Segment Open

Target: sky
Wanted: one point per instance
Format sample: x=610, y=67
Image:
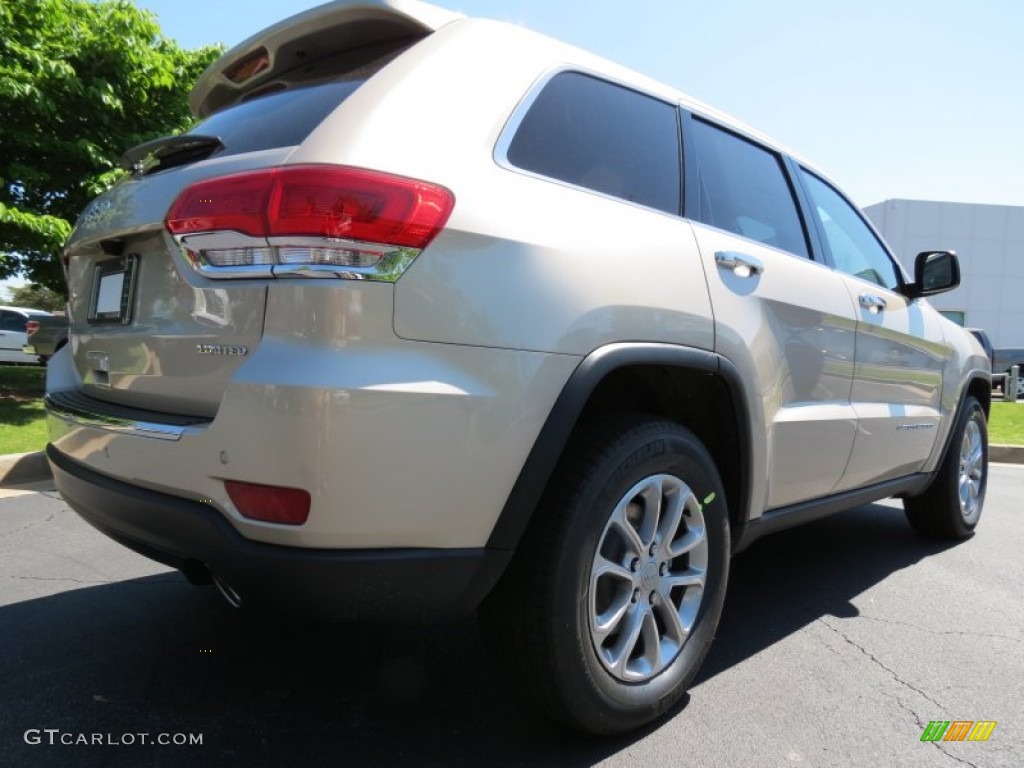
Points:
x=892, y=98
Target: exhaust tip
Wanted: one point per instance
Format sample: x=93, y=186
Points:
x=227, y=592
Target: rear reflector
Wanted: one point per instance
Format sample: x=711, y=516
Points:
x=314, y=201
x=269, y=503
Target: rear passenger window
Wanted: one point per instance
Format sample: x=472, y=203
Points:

Segment Closed
Segment Open

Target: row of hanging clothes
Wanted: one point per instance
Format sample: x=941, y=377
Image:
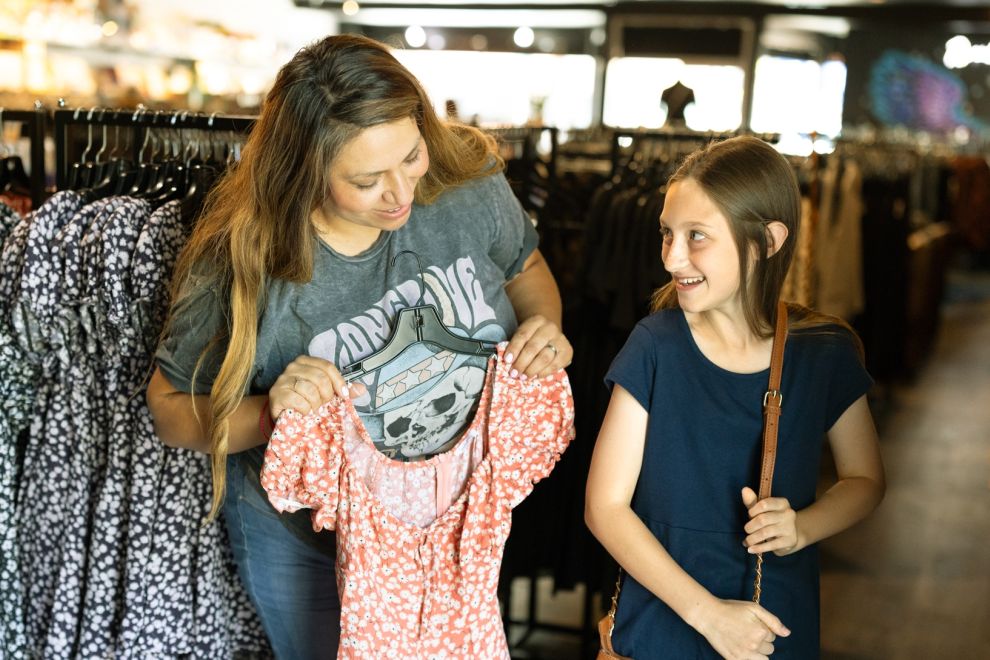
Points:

Segment Closed

Work to complete:
The word to look for is "sample"; copy out every line of the entries that holds it.

Response:
Format sample: x=610, y=67
Format sample: x=93, y=186
Format sample: x=711, y=516
Format sample: x=472, y=203
Format sample: x=941, y=377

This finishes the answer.